(Rows of object pointing records)

++++++++

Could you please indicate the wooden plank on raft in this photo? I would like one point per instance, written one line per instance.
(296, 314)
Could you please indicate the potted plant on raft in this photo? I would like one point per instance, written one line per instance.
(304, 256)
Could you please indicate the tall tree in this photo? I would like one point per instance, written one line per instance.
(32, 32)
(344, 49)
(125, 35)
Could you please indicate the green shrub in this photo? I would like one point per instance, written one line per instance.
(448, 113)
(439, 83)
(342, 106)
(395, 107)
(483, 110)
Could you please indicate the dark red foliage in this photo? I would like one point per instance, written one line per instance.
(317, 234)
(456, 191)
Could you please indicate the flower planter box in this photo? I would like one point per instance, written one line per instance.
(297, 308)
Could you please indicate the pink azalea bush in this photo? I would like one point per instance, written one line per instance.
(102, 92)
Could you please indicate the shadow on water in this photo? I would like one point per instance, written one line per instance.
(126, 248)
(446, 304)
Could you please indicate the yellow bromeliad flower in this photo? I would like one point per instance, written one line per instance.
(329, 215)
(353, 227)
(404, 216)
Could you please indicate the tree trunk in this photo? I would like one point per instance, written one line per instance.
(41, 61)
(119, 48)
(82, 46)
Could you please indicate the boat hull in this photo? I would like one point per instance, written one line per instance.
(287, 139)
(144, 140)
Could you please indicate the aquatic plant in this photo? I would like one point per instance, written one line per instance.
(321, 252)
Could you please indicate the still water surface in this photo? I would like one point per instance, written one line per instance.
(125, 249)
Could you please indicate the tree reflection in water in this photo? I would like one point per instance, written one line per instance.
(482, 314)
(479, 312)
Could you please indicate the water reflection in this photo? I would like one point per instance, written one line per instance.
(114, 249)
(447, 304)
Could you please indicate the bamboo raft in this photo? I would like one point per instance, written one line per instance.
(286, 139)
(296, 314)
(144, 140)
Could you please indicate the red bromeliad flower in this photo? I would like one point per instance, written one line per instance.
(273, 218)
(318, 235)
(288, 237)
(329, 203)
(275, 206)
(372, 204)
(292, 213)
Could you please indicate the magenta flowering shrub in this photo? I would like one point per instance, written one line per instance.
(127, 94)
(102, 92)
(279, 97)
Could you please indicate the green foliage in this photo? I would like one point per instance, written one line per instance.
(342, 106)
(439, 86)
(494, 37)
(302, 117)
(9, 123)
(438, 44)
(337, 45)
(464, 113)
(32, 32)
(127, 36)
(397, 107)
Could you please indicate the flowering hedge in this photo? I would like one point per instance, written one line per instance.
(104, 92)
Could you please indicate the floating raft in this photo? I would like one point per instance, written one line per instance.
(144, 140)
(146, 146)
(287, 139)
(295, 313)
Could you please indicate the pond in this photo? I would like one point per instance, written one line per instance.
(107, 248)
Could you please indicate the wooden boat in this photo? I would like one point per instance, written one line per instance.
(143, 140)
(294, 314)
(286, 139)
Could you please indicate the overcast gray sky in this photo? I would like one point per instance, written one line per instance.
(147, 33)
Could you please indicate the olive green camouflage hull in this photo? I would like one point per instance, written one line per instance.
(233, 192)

++++++++

**Task description**
Write out again, unchanged, every line of the records, starting at the line that contains "Could you please indicate the wooden boat" and stopping after the last line of the records.

**The reply**
Could you please indicate the wooden boat in this photo? I would like one point per instance, written one line per instance.
(143, 140)
(294, 314)
(286, 139)
Could you please indicate the overcast gray sky in this photo? I would like one point per instance, written one line per instance.
(147, 33)
Could you please indicate the olive green camouflage hull in this photo? I would like one point per instance, written one line per instance.
(233, 192)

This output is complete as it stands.